» **INSTRUCTIONS TO FOLLOW**
Reproduce each of the items below verbatim, omitting the pictures from your response.

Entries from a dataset
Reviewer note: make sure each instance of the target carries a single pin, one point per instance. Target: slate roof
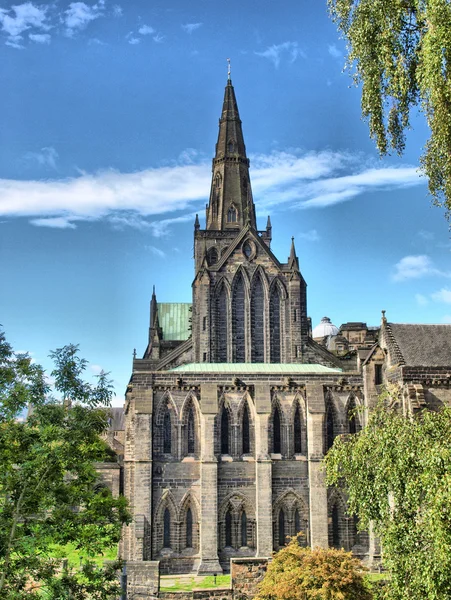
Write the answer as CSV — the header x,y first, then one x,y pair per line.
x,y
421,345
239,368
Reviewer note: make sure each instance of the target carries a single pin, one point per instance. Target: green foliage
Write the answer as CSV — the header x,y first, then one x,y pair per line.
x,y
400,51
305,574
49,492
397,472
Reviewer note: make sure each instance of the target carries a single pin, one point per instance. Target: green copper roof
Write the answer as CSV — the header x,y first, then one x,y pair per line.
x,y
254,368
174,320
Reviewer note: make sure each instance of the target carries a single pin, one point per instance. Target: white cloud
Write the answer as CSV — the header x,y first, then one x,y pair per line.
x,y
40,38
421,300
414,267
146,30
47,157
275,52
190,27
156,251
443,295
79,14
286,180
334,51
309,236
24,17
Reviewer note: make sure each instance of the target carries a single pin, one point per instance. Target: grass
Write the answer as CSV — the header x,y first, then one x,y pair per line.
x,y
182,584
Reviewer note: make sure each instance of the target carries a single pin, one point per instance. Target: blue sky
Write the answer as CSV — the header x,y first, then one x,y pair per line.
x,y
109,118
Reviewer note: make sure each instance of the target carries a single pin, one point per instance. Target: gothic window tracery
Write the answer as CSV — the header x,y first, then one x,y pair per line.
x,y
274,325
225,431
276,433
167,433
238,329
257,322
166,529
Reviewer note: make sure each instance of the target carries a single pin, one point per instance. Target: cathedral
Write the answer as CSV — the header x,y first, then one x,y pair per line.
x,y
235,401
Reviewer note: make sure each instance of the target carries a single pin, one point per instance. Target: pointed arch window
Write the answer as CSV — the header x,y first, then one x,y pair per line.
x,y
191,431
228,524
243,529
276,439
297,431
167,529
238,325
274,325
225,431
335,527
167,434
189,528
231,215
257,323
221,325
351,417
282,540
330,428
246,431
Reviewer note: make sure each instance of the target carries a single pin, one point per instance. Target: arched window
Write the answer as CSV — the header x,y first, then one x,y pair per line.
x,y
167,432
351,416
297,521
231,215
335,527
166,529
274,325
257,324
245,431
297,431
276,442
228,528
221,325
189,528
243,529
282,540
191,431
238,328
330,433
224,431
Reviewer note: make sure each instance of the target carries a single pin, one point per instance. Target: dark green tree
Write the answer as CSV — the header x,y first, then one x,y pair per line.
x,y
49,487
400,52
397,473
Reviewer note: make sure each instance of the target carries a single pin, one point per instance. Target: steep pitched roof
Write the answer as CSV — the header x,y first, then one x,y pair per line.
x,y
421,345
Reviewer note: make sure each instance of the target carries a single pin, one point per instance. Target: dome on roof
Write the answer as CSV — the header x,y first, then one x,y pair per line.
x,y
325,328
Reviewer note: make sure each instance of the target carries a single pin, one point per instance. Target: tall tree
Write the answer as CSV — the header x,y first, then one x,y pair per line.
x,y
49,492
397,473
321,574
400,51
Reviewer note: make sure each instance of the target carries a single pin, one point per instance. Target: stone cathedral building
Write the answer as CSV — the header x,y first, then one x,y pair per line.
x,y
233,405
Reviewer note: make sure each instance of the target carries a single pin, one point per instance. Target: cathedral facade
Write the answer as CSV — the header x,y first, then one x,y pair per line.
x,y
233,405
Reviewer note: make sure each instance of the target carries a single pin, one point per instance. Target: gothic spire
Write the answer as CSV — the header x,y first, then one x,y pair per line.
x,y
231,205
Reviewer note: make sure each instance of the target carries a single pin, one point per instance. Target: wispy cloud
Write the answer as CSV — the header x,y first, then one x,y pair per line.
x,y
281,180
309,236
276,52
79,14
40,38
156,251
415,267
334,51
190,27
46,157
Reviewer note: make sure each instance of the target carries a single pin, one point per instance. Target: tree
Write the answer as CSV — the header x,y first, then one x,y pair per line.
x,y
49,488
397,473
400,51
321,574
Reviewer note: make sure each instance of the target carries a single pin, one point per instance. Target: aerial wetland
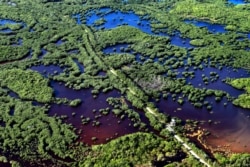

» **COMPLETE RESPONSE**
Reviewer note: make sure each instance of the target carries a single pin, one point per instance. Target: slate roof
Write the answer as CSV — the header x,y first, then one x,y pair per line.
x,y
421,345
239,368
Reviewer note: make sure each instance of the target carries a single pin, one point per instance. Target: green foliage
Write the answer as CSV — the header x,y first, then one x,y pair per line.
x,y
400,51
305,574
49,492
397,472
Reviewer note: make sure each instance of the target carries a single pin, one point per instance. Target: green copper roof
Write the answer as CSV — the header x,y first, then one x,y pair per line.
x,y
254,368
174,320
Reviewer note: make sure each instance of the target carries a single pin, one point per instance. Target: white cloud
Write the answer as CSV — the header x,y first, then one x,y pair per line.
x,y
40,38
421,300
414,267
146,30
47,157
275,52
190,27
156,251
443,295
79,14
286,180
334,51
309,236
24,17
Reviewer note: make sure each instance of the target carries a single pin, one point per instance. Target: grass
Write the answer as CSV — the header x,y first, then one x,y pair per line.
x,y
182,584
Reviewer note: make sure each instance of the target carries a single pin, one point per instance. Target: blue sky
Write the answer as CSV — the header x,y first, then one x,y pair per line.
x,y
109,118
Reviewer note: make sure each instance of the target carries a single pin, one point per instance. Target: gothic window tracery
Write the answer as CSV — the header x,y first, then one x,y pair per line.
x,y
274,325
225,431
276,433
167,433
238,329
257,322
166,529
Reviewer note: make sure each instance of the target carries a single pin, one point per instance. Target: cathedral
Write the answer as CSV — the header x,y first, then one x,y pair per line.
x,y
235,401
Reviewer note: make sure each instance of the target carries a single pin, one point per instance. Target: pointed arch window
Write the answer as CSV — the header x,y first, then one x,y pair per line.
x,y
191,431
228,524
243,529
276,439
297,431
167,529
238,325
274,325
225,431
335,527
167,434
189,528
231,215
257,323
221,325
351,417
282,540
330,428
246,431
Reviewer note: make sure each instance of the target carries a single pin, one point per instance. Target: arched window
Write the answer as CSV — the header x,y first, then one x,y pair per line.
x,y
167,432
351,416
297,521
231,215
335,527
166,529
274,325
257,324
245,431
297,431
276,442
228,528
221,325
189,528
243,529
282,540
191,431
238,328
330,433
224,431
Reviewer note: make sure each instance of the target carries a single pin, one point per instance. Target: dark green tree
Write the answer as CSV — the header x,y first, then one x,y pair per line.
x,y
49,487
400,52
397,473
Reviewer note: make sure each instance of the target carries a single pin, one point per instance. Target: steep pitched roof
Write the answer as CSV — the header x,y first, then one x,y pair per line.
x,y
421,345
Reviewer note: make sure each instance of the target carries a single pin, one point per instance. Target: dome on roof
Write the answer as CSV — the header x,y first, then one x,y pair per line.
x,y
325,328
Reviewer note: make sure each instance of the target carries a single pin, one point per instance. Target: tall tree
Write the answer as CSV — the header x,y first, then one x,y pair per line.
x,y
49,492
397,473
321,574
400,51
Reviewer note: make sure each instance of the target carries a single pin, one point per instance. Target: stone cathedral building
Write the answer as CSV — the header x,y first, then one x,y pair per line.
x,y
233,405
Reviewer note: make sure each instance of the target carries a single pin, one point per instance. Target: cathedral facade
Write the answer as CSV — the header x,y first, then one x,y pair per line.
x,y
233,405
Reviewer note: make sure each instance of the target carries a single pin, one point per instance. Target: gothic spire
Write the answer as CSV — the header x,y first, then one x,y pair per line.
x,y
231,205
Reviewer note: make sure each instance of the target carries a single pin, one point per instance. Target: wispy cloud
Write the answer as CSV — the header x,y first, then one x,y pair per line.
x,y
281,180
309,236
276,52
79,14
40,38
156,251
415,267
334,51
190,27
46,157
Reviewer note: make sure each instance of the target carries a single pin, one point per instance. Target: tree
Write the answer as CSV — the header x,y first, then one x,y pair per line.
x,y
49,488
397,473
400,51
321,574
Reviewer note: make sure each instance of the target carries a single pin, one point per instance. Target: aerial wetland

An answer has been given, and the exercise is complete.